WHAT THE EXERCISE ASKS: Output all entries precisely.

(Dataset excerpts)

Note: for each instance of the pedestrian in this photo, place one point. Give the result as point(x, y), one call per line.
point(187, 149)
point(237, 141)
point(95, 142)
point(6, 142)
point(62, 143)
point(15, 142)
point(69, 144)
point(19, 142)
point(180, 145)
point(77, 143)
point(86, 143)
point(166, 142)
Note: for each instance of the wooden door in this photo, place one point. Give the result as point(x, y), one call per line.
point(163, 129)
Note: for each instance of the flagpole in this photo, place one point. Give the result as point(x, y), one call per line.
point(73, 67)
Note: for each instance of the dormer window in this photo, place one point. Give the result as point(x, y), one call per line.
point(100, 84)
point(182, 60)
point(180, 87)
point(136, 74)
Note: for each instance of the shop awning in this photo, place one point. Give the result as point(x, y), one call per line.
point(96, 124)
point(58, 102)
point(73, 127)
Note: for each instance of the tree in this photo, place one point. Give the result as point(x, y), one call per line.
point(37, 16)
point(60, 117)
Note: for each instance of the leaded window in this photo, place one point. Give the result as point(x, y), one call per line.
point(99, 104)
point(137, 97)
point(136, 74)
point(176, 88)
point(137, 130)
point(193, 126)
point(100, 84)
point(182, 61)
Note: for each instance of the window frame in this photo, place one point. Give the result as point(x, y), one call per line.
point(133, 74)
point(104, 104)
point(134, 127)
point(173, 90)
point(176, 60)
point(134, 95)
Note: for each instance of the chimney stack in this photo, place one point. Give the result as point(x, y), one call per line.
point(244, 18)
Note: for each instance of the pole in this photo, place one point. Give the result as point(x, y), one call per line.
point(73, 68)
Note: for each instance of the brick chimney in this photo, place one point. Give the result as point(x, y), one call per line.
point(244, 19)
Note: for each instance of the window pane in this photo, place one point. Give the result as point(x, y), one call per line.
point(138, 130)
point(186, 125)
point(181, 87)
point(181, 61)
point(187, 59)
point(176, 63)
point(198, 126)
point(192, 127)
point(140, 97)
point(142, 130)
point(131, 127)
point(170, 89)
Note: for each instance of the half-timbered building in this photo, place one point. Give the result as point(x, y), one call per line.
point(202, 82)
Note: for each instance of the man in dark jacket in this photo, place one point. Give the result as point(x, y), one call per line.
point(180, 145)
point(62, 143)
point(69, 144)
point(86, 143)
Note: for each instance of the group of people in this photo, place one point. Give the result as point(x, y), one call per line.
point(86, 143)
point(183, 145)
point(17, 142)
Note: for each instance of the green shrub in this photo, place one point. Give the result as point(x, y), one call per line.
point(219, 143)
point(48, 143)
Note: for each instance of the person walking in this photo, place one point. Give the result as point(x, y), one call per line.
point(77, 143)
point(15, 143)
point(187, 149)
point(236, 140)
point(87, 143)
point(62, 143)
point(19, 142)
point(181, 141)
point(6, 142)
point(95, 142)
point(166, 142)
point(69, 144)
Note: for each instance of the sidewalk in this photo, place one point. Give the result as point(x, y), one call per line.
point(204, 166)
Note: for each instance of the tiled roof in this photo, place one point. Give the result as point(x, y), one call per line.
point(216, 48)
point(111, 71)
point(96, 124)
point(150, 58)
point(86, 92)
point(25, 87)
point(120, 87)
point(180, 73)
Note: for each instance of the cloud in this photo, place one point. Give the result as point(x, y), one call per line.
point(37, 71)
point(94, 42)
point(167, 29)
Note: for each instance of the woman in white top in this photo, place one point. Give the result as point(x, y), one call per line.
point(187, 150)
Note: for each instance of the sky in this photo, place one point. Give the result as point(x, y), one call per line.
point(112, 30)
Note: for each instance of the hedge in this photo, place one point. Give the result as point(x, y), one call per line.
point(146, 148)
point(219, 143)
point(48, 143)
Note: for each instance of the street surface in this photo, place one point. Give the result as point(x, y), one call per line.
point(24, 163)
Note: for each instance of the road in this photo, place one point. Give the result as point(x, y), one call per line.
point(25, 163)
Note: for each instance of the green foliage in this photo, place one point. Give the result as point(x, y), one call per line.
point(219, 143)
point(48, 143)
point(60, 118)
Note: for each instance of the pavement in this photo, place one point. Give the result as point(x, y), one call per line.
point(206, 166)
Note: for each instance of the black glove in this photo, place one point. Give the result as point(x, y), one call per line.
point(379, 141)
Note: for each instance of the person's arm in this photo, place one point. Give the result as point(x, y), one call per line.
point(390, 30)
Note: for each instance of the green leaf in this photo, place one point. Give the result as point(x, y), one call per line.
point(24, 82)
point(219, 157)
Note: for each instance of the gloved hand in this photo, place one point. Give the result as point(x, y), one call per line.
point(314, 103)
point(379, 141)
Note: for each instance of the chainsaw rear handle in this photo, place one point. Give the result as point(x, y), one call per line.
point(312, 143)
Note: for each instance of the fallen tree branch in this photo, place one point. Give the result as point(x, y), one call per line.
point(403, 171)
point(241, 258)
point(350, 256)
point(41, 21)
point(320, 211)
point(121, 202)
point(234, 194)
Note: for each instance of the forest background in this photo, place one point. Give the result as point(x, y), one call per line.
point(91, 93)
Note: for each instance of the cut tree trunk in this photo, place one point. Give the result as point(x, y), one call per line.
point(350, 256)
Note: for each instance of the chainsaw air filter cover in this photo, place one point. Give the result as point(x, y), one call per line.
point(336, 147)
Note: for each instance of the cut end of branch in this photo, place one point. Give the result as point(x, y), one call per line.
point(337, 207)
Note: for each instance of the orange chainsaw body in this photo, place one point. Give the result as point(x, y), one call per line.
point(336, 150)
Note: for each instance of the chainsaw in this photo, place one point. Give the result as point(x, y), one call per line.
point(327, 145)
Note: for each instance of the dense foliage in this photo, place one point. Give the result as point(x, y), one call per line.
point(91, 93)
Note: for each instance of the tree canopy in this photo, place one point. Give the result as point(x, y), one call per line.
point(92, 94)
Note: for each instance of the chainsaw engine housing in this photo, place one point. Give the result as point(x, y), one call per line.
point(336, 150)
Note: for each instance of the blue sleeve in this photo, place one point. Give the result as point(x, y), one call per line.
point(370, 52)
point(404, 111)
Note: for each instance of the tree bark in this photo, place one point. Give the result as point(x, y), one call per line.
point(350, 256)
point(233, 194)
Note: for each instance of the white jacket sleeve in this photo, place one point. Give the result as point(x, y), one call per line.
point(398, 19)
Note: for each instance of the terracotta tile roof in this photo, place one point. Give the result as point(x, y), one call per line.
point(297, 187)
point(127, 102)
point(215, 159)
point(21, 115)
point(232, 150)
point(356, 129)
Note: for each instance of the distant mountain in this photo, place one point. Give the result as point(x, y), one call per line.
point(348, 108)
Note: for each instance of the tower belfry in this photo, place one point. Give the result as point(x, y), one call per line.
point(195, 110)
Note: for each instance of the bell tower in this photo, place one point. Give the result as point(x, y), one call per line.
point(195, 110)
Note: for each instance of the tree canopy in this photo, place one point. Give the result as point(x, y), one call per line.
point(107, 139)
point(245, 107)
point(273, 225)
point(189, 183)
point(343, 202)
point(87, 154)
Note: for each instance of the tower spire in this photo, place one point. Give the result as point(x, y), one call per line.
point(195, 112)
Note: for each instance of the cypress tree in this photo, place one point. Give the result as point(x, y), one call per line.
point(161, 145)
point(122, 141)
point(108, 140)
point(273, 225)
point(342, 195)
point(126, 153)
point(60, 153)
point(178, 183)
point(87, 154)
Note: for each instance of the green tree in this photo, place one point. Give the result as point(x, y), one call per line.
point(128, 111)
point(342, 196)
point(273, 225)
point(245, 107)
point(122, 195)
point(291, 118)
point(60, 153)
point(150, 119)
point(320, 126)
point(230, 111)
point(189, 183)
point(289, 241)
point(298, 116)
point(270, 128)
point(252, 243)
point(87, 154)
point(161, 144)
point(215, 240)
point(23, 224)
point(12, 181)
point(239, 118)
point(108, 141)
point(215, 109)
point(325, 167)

SOLVED EXERCISE:
Note: for each instance of the pedestrian in this photo, place one point. Give the result as point(x, y), one call per line.
point(187, 149)
point(237, 141)
point(95, 142)
point(6, 142)
point(62, 143)
point(15, 142)
point(69, 144)
point(19, 142)
point(180, 145)
point(77, 143)
point(86, 143)
point(166, 142)
Note: for each instance of the wooden door in this photo, place one point. Give the result as point(x, y), one call per line.
point(163, 129)
Note: for each instance of the flagpole in this photo, place one point. Give the result as point(x, y), one call per line.
point(73, 67)
Note: for each instance of the dormer window in this photo, place one point. Give the result as point(x, y), one call per line.
point(100, 84)
point(182, 60)
point(180, 87)
point(136, 74)
Note: for each instance of the shop awning in this photo, place one point. Give the result as point(x, y), one call per line.
point(96, 124)
point(58, 102)
point(73, 127)
Note: for each instance of the tree in this photo, place one point. Give the result as point(x, y), one call per line.
point(37, 16)
point(60, 117)
Note: for each instance of the leaded window in this photo, place one point. Give the result as point(x, y), one call per line.
point(99, 104)
point(137, 97)
point(136, 74)
point(176, 88)
point(137, 130)
point(193, 126)
point(100, 84)
point(182, 61)
Note: for each instance of the window frame in this photo, place one point. Give the result as point(x, y), one call per line.
point(133, 74)
point(104, 104)
point(134, 127)
point(173, 90)
point(176, 60)
point(134, 95)
Note: for each instance of the chimney stack in this photo, place one point. Give the result as point(x, y), one call per line.
point(244, 18)
Note: for each instance of the pole in this photo, place one point. Give the result as point(x, y), one call per line.
point(73, 68)
Note: for each instance of the brick chimney in this photo, place one point. Give the result as point(x, y), one call per line.
point(244, 19)
Note: for each instance of the window pane in this photo, place one point. Give the result as point(x, y), one call per line.
point(138, 130)
point(186, 125)
point(181, 87)
point(181, 61)
point(187, 59)
point(176, 63)
point(198, 126)
point(192, 127)
point(140, 97)
point(142, 130)
point(131, 127)
point(170, 89)
Note: for each instance of the half-timbered building in this photo, place one point. Give the result as point(x, y), one call per line.
point(202, 82)
Note: for each instance of the man in dark jacket in this photo, place one point. Give the result as point(x, y), one call per line.
point(180, 145)
point(62, 143)
point(69, 144)
point(86, 143)
Note: for each instance of the group of people in this photo, place one point. Give the result as point(x, y), one call per line.
point(86, 143)
point(183, 145)
point(17, 142)
Note: for each instance of the green shrub in this photo, place one point. Give the result as point(x, y), one call per line.
point(219, 143)
point(48, 143)
Note: for each instance of the person walking in this photo, place one point. Give the result as point(x, y), one call per line.
point(77, 143)
point(15, 143)
point(187, 149)
point(236, 140)
point(87, 143)
point(62, 143)
point(19, 142)
point(181, 141)
point(6, 142)
point(95, 142)
point(166, 142)
point(69, 144)
Note: for each instance of the sidewalk in this photo, place one point. Give the result as point(x, y), one call per line.
point(204, 166)
Note: for each instance of the tiled roof in this photo, place one point. Give the result as point(x, y), one call per line.
point(216, 48)
point(111, 71)
point(96, 124)
point(150, 58)
point(86, 92)
point(25, 87)
point(120, 87)
point(180, 73)
Note: for each instance of the cloud in this photo, place one point. Give the result as point(x, y), one call per line.
point(37, 71)
point(94, 42)
point(167, 29)
Note: for each instance of the woman in white top in this photo, place one point. Give the result as point(x, y), one call per line.
point(187, 150)
Note: for each instance of the sky in this photo, place one point. Give the result as point(x, y), one call per line.
point(112, 30)
Note: for each instance of the hedge in this photo, place one point. Give the result as point(x, y), one call per line.
point(146, 148)
point(219, 143)
point(48, 143)
Note: for each instance of the street surface in this photo, place one point. Give the result as point(x, y), one call per line.
point(24, 163)
Note: for each instance of the road in this photo, place one point. Give the result as point(x, y), one call per line.
point(25, 163)
Note: for each instance of the green foliage in this photo, place one point. Give the result as point(x, y), one call per line.
point(219, 143)
point(48, 143)
point(60, 118)
Note: for each instance of the pavement in this photo, place one point. Give the result as point(x, y), one call per line.
point(206, 166)
Note: for each instance of the black glove in this photo, place one point. Give the result as point(x, y), one call per line.
point(379, 141)
Note: for each instance of the person's arm in this photo, place one point. Give the result as point(x, y), one call per line.
point(390, 30)
Note: for each instance of the green leaf in this photo, place one point. Give the result as point(x, y), one call per line.
point(24, 82)
point(219, 157)
Note: for each instance of the gloved hand in this photo, place one point. Give the result as point(x, y), one call per line.
point(314, 103)
point(379, 141)
Note: for each instance of the chainsaw rear handle in this photo, place one point. Give the result as point(x, y), one call per line.
point(312, 143)
Note: for each instance of the fallen tree branch in this photo, place one point. Give the result as point(x, y), one call per line.
point(403, 171)
point(241, 258)
point(350, 256)
point(41, 21)
point(320, 211)
point(121, 202)
point(234, 194)
Note: for each instance of the forest background in this photo, place one point. Give the result as point(x, y), one call per line.
point(91, 93)
Note: for each instance of the cut tree trunk in this photo, place one point. Give the result as point(x, y), one call per line.
point(350, 256)
Note: for each instance of the chainsaw air filter cover in this photo, place one point. Give the result as point(x, y), one call per line.
point(336, 147)
Note: for each instance of the cut end of branch in this photo, place one point. Give the result as point(x, y), one call per line.
point(337, 207)
Note: for each instance of the orange chainsaw body in this photo, place one point. Give the result as point(x, y), one call per line.
point(336, 150)
Note: for each instance of the chainsaw in this photo, place one point. Give the result as point(x, y), one call per line.
point(327, 145)
Note: for each instance of the dense foliage in this photo, place one point. Give the result as point(x, y), one call per line.
point(91, 93)
Note: for each instance of the tree canopy in this photo, place one point. Give the result as point(x, y), one call per line.
point(92, 94)
Note: for each instance of the chainsaw engine housing in this photo, place one point. Give the result as point(x, y), one call per line.
point(336, 150)
Note: for each instance of the blue sleeve in this photo, place one point. Give the result as point(x, y), one call per line.
point(370, 52)
point(404, 111)
Note: for each instance of the tree bark in this photo, place one point. Give the result as point(x, y), one call per line.
point(350, 256)
point(233, 194)
Note: for each instance of the white jacket sleeve in this photo, place one point. Give the result as point(x, y), one call per line.
point(398, 19)
Note: for each instance of the terracotta tile roof in this photo, place one point. Give the result as point(x, y), one call per line.
point(297, 187)
point(127, 102)
point(215, 159)
point(21, 115)
point(232, 150)
point(356, 129)
Note: for each instance of the distant mountain in this photo, place one point. Give the result as point(x, y), one call per line.
point(348, 108)
Note: for each instance of the tower belfry in this photo, place one point. Give the result as point(x, y), one call per line.
point(195, 110)
Note: for each instance of the bell tower in this photo, place one point. Give the result as point(x, y), one call per line.
point(195, 110)
Note: for each instance of the tree canopy in this photo, place one point. Give the result as point(x, y), one call per line.
point(107, 139)
point(245, 107)
point(273, 225)
point(189, 183)
point(343, 202)
point(87, 154)
Note: for each instance of the tower spire in this photo, place one point. Give the result as point(x, y), one call per line.
point(195, 112)
Note: for each instance of the cypress tree in this photo, place one point. Give the result as point(x, y), one call per line.
point(161, 145)
point(122, 141)
point(108, 140)
point(273, 225)
point(342, 195)
point(126, 153)
point(60, 153)
point(178, 183)
point(87, 154)
Note: for each instance of the green tree in this photo, place one point. Give the result as point(x, y), one call per line.
point(128, 111)
point(342, 196)
point(273, 225)
point(245, 107)
point(122, 195)
point(291, 118)
point(60, 153)
point(150, 119)
point(320, 126)
point(230, 111)
point(189, 183)
point(289, 241)
point(298, 116)
point(270, 128)
point(252, 243)
point(87, 154)
point(161, 144)
point(215, 240)
point(23, 224)
point(12, 181)
point(239, 118)
point(108, 141)
point(215, 109)
point(325, 167)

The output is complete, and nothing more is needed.